• [Directions for this task]: Report each line from the data below that holds the word "with".

• [Excerpted data]:
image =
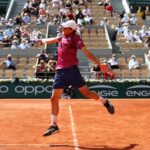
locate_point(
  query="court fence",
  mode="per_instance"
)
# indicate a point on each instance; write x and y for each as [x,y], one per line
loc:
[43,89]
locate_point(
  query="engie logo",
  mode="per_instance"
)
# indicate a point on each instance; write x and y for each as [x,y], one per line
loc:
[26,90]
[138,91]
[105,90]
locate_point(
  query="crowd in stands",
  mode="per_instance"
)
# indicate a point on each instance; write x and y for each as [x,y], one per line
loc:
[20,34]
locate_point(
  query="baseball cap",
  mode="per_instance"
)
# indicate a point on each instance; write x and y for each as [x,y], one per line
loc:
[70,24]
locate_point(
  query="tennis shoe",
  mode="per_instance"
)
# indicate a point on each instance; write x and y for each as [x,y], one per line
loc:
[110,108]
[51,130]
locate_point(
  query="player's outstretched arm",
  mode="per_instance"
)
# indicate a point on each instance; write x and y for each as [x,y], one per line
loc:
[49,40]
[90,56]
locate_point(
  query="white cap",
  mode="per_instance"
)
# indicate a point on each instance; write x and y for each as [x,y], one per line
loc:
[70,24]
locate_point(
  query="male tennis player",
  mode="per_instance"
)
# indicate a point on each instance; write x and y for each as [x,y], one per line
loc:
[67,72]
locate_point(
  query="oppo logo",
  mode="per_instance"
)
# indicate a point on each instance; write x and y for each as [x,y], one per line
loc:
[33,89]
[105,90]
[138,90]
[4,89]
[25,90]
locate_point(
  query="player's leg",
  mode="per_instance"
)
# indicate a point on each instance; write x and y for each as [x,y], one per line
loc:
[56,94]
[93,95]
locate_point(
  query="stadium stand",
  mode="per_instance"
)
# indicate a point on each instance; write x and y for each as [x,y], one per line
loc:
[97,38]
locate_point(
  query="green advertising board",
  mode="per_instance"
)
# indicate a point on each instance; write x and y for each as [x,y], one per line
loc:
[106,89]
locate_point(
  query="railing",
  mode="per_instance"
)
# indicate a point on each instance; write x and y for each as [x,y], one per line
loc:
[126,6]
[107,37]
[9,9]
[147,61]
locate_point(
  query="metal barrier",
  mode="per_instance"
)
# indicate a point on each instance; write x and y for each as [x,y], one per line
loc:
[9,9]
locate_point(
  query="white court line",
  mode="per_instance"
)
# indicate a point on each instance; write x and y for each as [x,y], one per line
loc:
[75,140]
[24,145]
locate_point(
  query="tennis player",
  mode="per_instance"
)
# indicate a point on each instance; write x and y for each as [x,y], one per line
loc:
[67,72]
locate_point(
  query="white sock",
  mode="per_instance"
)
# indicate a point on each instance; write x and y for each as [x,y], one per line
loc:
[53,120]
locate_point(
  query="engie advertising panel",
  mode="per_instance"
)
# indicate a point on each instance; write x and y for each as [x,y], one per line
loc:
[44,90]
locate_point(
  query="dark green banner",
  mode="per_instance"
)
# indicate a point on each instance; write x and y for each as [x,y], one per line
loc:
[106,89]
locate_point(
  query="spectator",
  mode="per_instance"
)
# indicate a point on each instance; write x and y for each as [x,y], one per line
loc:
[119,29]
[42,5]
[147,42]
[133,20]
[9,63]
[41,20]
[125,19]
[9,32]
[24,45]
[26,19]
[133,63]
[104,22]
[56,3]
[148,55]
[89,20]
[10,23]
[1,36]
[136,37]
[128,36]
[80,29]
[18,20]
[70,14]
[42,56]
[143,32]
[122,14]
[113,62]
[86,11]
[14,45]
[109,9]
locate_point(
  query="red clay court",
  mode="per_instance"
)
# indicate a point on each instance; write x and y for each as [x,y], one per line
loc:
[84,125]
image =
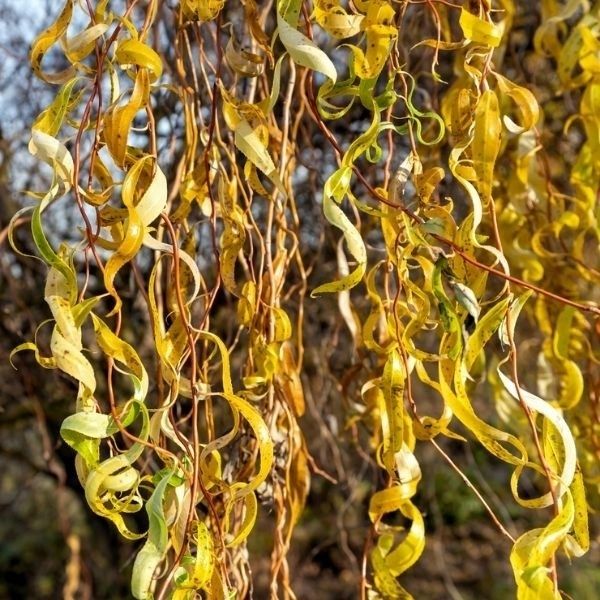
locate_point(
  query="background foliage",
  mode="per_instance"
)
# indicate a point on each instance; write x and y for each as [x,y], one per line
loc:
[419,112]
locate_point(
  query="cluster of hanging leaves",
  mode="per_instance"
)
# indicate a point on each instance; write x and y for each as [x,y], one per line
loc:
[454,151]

---

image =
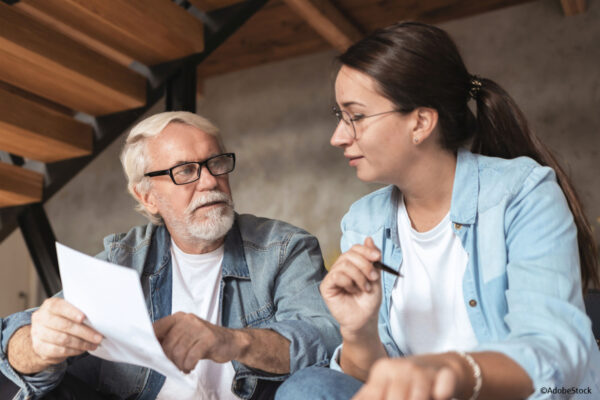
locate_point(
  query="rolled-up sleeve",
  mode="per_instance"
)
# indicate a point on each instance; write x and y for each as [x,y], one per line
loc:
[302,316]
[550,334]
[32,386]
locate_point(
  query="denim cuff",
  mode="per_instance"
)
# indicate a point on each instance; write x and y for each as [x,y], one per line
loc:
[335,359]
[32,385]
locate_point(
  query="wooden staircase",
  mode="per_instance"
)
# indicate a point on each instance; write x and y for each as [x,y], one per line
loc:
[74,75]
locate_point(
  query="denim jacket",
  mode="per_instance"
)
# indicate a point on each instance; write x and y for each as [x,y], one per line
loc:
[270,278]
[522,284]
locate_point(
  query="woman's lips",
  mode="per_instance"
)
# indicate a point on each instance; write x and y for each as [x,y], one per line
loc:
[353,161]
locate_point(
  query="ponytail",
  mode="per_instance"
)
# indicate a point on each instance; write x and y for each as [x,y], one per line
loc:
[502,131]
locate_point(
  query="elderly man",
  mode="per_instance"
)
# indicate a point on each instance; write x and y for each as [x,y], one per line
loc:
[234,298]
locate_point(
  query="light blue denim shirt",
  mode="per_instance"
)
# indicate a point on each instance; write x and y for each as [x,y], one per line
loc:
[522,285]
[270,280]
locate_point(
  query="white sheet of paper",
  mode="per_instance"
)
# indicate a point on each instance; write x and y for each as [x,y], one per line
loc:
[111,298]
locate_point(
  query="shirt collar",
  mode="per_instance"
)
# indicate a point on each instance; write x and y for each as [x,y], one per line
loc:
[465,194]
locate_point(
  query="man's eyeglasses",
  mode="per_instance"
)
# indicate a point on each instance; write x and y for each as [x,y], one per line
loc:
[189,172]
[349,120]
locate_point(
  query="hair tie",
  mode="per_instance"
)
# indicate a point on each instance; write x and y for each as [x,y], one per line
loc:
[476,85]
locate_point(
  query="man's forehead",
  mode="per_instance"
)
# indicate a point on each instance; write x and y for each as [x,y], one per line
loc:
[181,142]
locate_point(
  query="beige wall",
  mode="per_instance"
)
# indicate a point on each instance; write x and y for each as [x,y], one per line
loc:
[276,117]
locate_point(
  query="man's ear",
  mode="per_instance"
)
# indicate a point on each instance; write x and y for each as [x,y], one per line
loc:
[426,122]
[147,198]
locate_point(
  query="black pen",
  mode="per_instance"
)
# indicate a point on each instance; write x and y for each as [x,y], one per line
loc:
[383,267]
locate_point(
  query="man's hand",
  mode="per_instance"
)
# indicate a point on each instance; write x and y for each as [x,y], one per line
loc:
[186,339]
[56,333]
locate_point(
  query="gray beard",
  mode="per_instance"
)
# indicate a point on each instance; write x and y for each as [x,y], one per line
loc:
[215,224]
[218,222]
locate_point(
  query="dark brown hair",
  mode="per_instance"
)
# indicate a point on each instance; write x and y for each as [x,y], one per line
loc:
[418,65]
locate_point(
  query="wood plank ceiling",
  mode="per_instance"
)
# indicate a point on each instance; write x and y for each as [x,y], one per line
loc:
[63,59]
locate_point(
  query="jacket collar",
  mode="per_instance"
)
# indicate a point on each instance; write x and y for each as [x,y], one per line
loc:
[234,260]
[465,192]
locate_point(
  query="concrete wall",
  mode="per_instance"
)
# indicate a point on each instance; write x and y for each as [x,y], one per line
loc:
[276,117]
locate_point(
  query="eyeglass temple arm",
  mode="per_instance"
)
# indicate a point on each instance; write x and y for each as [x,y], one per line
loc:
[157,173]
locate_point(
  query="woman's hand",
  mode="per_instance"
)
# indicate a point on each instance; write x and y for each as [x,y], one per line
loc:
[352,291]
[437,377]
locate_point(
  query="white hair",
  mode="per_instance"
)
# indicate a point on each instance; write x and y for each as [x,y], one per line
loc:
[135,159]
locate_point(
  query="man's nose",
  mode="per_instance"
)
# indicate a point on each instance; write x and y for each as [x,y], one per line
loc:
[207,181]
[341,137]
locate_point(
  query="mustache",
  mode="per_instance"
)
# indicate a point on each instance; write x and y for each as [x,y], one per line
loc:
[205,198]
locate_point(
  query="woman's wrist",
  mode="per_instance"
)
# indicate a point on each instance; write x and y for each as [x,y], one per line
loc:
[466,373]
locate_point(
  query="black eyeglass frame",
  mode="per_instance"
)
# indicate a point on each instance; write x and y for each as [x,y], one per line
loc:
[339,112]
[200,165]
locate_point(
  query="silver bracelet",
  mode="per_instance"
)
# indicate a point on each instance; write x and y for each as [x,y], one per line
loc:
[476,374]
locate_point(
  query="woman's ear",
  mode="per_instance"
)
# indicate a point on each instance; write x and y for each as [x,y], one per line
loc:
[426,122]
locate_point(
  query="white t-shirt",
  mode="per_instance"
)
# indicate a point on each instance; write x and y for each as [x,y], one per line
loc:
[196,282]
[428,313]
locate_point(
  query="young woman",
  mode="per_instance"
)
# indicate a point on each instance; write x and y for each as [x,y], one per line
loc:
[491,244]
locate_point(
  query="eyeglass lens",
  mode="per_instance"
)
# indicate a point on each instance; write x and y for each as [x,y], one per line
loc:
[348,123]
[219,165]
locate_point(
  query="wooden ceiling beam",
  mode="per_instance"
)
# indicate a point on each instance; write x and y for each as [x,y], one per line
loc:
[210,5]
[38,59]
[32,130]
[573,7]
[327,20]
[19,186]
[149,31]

==

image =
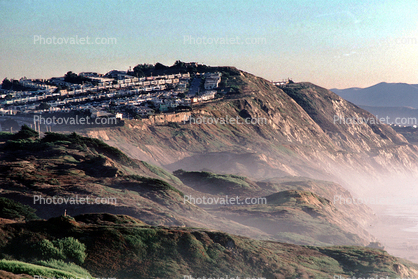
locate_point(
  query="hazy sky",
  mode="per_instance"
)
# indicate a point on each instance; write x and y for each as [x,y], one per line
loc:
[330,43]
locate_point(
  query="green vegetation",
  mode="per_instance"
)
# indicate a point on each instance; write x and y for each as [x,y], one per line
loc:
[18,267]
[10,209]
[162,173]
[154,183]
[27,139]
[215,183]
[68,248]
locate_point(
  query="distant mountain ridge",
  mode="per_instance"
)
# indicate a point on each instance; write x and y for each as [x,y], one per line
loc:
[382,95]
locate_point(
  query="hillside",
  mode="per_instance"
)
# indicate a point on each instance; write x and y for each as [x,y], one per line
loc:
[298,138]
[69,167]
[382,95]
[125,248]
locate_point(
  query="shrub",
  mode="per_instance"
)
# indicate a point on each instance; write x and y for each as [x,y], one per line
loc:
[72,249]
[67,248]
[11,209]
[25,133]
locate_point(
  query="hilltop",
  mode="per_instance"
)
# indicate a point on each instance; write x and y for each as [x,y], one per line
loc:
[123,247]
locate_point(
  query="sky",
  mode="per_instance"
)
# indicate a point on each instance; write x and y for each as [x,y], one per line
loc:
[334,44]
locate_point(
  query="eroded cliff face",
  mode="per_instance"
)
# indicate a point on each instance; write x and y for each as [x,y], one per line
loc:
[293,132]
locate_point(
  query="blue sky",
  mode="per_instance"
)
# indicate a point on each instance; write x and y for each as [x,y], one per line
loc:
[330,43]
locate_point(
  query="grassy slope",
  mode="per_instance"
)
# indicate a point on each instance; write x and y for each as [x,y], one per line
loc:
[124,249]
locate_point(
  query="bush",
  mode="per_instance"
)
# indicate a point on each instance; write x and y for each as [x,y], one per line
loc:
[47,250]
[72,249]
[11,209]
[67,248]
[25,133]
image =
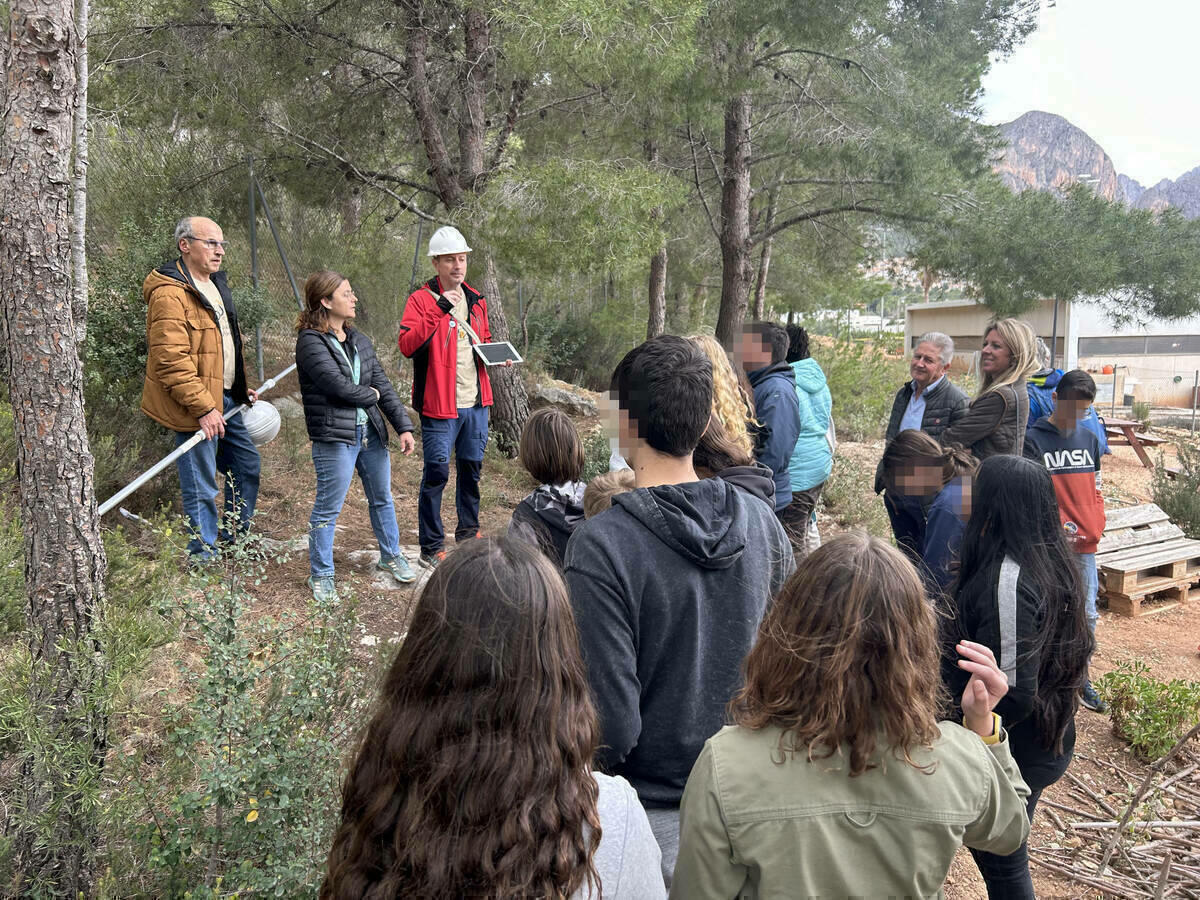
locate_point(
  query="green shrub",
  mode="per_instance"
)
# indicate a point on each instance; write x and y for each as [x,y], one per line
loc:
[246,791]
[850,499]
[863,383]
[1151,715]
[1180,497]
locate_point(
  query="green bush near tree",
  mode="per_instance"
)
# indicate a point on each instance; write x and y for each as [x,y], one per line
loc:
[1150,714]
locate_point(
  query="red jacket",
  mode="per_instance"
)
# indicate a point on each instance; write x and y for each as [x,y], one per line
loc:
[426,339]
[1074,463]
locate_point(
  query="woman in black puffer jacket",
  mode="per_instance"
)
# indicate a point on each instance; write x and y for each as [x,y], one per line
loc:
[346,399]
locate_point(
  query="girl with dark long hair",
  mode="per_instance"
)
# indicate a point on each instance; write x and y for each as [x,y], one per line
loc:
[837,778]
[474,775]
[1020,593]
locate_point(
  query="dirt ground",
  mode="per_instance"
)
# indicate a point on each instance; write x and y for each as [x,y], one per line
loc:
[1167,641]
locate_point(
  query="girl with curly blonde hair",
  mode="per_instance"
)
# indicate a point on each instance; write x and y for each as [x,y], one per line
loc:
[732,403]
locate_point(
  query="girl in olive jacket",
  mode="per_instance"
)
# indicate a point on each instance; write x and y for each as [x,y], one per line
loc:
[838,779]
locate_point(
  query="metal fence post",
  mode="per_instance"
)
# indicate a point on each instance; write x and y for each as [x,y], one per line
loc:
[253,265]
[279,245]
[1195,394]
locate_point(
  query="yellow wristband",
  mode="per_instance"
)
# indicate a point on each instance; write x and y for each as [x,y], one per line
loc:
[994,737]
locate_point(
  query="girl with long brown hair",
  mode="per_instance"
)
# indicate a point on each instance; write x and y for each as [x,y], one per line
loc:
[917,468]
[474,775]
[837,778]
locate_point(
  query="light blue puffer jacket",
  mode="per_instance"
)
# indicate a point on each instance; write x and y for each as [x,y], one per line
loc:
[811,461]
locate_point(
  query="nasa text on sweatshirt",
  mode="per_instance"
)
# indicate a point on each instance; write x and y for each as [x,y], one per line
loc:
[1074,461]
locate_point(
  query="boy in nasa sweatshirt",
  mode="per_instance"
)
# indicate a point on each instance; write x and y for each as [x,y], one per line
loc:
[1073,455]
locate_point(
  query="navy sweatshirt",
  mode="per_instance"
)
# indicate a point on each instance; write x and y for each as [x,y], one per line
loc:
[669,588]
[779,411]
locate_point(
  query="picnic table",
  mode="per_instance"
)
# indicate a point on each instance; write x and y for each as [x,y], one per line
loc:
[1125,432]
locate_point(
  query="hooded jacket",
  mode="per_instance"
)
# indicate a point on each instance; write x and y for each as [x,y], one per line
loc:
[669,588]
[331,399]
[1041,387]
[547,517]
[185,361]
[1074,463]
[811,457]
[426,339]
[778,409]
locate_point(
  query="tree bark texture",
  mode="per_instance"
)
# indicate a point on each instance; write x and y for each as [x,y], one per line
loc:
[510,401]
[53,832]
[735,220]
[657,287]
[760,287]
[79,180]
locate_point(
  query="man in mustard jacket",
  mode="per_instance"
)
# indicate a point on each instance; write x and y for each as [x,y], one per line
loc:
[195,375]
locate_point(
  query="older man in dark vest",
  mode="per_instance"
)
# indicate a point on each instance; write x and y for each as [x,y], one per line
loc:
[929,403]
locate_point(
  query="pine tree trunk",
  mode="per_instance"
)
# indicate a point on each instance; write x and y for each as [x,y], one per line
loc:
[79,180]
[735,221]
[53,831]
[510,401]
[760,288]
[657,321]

• [Answer for this exercise]:
  query="girl with dark long hair",
  query="girl with curly blonde hair",
  query="girl with long brown hair",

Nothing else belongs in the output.